Request 1
In the article about the BBFC and violent video games, what action did the board take on Manhunt 2?

Article
▼
Re-reading its conclusions (summarised here) makes an interesting backdrop for the more recent Manhunt 2 fuss, which the board refused classification, effectively preventing its sale in the UK.

Here's BBFC's director David Cooke's response to the research:

People who do not play games raise concerns about their engrossing nature, assuming that players are also emotionally engrossed. This research suggests the opposite; a range of factors seems to make them less emotionally involving than film or television. The adversaries which players have to eliminate have no personality and so are not real and their destruction is therefore not real, regardless of how violent that destruction might be. This firm grasp on reality seems to extend to younger players, but this is no reason to allow them access to adult rated games, as they themselves often admit that they find the violence in games like Manhunt very upsetting.

And here's his response, two month later, to Manhunt 2:

Manhunt 2 is distinguishable from recent high-end video games by its unremitting bleakness and callousness of tone in an overall game context which constantly encourages visceral killing with exceptionally little alleviation or distancing... There is sustained and cumulative casual sadism in the way in which these killings are committed, and encouraged, in the game... Although the difference should not be exaggerated the fact of the game’s unrelenting focus on stalking and brutal slaying and the sheer lack of alternative pleasures on offer to the gamer, together with the different overall narrative context, contribute towards differentiating this submission from the original Manhunt game.
▲
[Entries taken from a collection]
▼
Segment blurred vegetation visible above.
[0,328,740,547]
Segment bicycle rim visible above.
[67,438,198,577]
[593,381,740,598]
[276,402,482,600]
▲
Request 2
Reproduce every one of the records above word for word.

Task response 1
The board refused Manhunt 2 classification, effectively preventing its sale in the UK.

Task response 2
Segment blurred vegetation visible above.
[0,328,740,547]
Segment bicycle rim visible above.
[67,438,198,577]
[593,381,740,598]
[276,402,482,600]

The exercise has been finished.